# Bottled Mustard Sauce



## RiversideSm0ker (Sep 4, 2018)

Hey there, I just wanted to give a shout out for anybody wanting to test out a mustard barbecue sauce but don't want to try actually making one. I would recommend trying this one from Sweet Baby Ray's. It's called Sweet Golden Mustard. I tried it on a rack of baby backs and on some grilled chicken. The ribs were good but I think that the sauce needed to be applied a bit heavier on the ribs for better effect. It's a thin sauce. The place this shined was on the chicken. My Lord this was like nirvana. I am definitely going to try some of the recipes for mustard sauces that are here on SMF but to just get my feet wet with this kind of sauce I don't believe I could have made a better choice for a bottled version. Here is the link to the sauce so you can see what the bottle looks like. I give this one a resounding two thumbs up!

https://www.sweetbabyrays.com/Sauces/Barbecue-Sauces/Sweet-Golden-Mustard-Barbecue-Sauce

George


----------



## chopsaw (Sep 4, 2018)

I mix it with hot sauce and use it on wings , or for dipping . Good stuff .


----------



## bbqbrett (Sep 4, 2018)

I have used it but only for a dipping sauce.  I may have to try some on some chicken.


----------



## bertjo44 (Sep 4, 2018)

I can second this. I tried it a few weeks ago on grilled chicken thighs and it was good.


----------



## ksblazer (Sep 9, 2018)

Thanks for telling us about this. I've been wanting to try some mustard sauces and have seen this on the store shelves, pondered giving it a try.

● **Data section**
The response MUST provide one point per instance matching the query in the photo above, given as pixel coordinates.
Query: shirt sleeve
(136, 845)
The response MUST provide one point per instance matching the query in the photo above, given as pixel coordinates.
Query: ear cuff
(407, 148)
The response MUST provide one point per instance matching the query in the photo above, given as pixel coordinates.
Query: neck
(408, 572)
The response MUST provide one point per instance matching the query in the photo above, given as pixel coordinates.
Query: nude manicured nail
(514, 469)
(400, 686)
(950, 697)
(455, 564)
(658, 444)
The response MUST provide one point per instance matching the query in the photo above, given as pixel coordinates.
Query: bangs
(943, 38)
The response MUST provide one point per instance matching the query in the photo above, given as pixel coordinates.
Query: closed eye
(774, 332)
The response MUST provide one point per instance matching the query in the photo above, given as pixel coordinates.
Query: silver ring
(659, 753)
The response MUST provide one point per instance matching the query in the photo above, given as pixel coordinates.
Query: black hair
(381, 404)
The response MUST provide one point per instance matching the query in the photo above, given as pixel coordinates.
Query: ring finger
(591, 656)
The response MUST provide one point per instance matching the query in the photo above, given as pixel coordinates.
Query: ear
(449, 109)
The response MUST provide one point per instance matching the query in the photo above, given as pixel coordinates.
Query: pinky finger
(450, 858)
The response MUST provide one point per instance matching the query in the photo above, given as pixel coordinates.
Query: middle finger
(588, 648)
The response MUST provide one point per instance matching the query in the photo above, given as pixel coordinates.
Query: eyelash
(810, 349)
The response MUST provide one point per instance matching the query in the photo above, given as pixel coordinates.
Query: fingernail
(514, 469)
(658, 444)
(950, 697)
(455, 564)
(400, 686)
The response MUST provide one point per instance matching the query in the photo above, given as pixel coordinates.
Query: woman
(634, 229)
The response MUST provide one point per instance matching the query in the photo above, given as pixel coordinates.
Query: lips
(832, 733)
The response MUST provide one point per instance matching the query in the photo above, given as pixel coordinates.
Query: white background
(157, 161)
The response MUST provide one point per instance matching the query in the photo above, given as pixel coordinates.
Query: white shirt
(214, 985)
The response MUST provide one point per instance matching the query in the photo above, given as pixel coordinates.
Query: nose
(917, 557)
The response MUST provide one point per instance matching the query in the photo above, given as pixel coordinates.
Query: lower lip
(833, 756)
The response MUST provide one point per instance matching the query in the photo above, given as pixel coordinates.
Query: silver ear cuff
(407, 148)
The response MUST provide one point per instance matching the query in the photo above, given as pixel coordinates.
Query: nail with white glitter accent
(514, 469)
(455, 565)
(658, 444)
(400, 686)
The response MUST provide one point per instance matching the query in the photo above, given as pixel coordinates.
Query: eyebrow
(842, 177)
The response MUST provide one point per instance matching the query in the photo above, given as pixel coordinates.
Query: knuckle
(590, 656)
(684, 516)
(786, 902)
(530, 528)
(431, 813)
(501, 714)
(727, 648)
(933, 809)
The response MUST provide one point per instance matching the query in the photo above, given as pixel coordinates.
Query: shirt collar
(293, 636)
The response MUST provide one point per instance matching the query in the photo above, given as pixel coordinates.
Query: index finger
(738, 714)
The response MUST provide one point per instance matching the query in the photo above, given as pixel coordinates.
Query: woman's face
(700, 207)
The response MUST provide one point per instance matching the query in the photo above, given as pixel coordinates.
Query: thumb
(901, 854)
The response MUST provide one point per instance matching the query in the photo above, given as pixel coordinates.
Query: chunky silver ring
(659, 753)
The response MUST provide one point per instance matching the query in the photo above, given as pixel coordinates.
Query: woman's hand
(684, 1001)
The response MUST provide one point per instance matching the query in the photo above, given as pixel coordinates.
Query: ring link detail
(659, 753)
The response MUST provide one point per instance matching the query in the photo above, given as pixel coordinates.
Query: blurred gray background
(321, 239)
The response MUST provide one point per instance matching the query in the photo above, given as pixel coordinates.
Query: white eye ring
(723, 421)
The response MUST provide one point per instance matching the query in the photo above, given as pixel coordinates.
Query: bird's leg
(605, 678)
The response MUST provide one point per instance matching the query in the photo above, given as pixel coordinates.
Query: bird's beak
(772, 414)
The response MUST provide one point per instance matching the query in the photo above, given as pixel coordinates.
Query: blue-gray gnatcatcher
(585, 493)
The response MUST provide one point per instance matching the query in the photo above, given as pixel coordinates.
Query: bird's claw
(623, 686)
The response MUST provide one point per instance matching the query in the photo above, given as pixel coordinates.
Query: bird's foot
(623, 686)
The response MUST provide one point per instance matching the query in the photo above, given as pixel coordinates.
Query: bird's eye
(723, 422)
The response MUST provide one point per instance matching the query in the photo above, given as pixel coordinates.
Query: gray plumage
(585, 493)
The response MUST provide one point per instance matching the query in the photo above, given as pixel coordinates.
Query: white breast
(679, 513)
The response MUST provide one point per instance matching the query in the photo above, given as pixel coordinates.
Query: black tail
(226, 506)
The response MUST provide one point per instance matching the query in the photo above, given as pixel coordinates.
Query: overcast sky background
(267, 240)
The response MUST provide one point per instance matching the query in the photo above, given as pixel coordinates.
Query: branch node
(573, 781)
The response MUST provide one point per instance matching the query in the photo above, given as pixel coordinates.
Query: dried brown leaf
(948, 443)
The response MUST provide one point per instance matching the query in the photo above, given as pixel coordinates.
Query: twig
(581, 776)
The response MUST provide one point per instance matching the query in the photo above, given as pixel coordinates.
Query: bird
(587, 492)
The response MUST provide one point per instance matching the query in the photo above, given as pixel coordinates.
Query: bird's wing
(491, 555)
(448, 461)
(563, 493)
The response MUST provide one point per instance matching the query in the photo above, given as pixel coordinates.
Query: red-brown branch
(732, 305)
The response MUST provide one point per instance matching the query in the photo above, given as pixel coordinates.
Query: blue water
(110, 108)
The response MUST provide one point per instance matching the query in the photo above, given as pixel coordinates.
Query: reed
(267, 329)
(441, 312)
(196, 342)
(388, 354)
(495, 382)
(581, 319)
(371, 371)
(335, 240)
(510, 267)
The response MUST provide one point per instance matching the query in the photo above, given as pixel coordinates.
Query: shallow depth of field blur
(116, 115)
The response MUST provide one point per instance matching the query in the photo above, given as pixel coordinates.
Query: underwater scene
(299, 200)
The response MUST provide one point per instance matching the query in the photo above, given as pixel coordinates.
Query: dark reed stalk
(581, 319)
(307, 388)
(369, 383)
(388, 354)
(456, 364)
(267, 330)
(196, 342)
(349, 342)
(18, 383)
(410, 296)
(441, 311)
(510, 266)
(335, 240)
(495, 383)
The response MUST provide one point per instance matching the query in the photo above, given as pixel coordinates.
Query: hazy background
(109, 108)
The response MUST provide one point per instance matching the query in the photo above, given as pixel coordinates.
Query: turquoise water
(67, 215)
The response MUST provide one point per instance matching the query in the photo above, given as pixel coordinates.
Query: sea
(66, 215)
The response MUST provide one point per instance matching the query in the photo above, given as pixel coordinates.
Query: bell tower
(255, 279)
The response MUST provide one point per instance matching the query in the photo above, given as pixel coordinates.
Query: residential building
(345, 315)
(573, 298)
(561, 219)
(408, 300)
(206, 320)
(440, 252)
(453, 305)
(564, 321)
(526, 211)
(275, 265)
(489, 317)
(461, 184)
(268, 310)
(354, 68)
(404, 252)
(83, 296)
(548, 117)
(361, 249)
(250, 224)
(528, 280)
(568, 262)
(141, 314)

● **Exercise 1**
Answer from the mustard sauce thread above:
(a) What two foods did RiversideSm0ker try the sauce on?
(b) What does chopsaw mix the sauce with?
(c) What did bertjo44 try the sauce on a few weeks earlier?
● **Exercise 2**
Carry on the mustard sauce thread from its last post.

● **Task output 1**
(a) A rack of baby backs and some grilled chicken.
(b) Hot sauce.
(c) Grilled chicken thighs.

● **Task output 2**
Next time I see some. I'll buy it and give it a try.


----------



## TomKnollRFV (Sep 9, 2018)

I wonder how it compares to the Heinz One..the Heinz one is super sugary. <Like most commercial sauces> some one gonna have to compare!


----------



## hillbilly jim (Sep 10, 2018)

Got 4 or 5 bottles in the pantry and use it regularly on yard bird.


----------



## greg1 (Sep 11, 2018)

It's a pretty good mustard sauce what I like to do to kick it up a notch, is 1 cup of the mustard, 1/2 cup of a thicker bbq sauce I use Cattleman's Memphis Sweet, then I add about 3 tablespoons of Sriracha sauce to it.  It sure kicks chicken and pork up a notch.


----------



## Troy1436 (Sep 19, 2018)

I tried quite a few of the bottled mustard sauces at the store  taste like sugar, water and mustard mixed in I did not like any of them. Me I like a vinegar mustard Base my go-to is Johnny Harris from Georgia. It's awesome on pulled pork.


----------



## TomKnollRFV (Sep 19, 2018)

Troy1436 said:


> I tried quite a few of the bottled mustard sauces at the store  taste like sugar, water and mustard mixed in I did not like any of them. Me I like a vinegar mustard Base my go-to is Johnny Harris from Georgia. It's awesome on pulled pork.


Thats why I make my own..it's all far to sweet.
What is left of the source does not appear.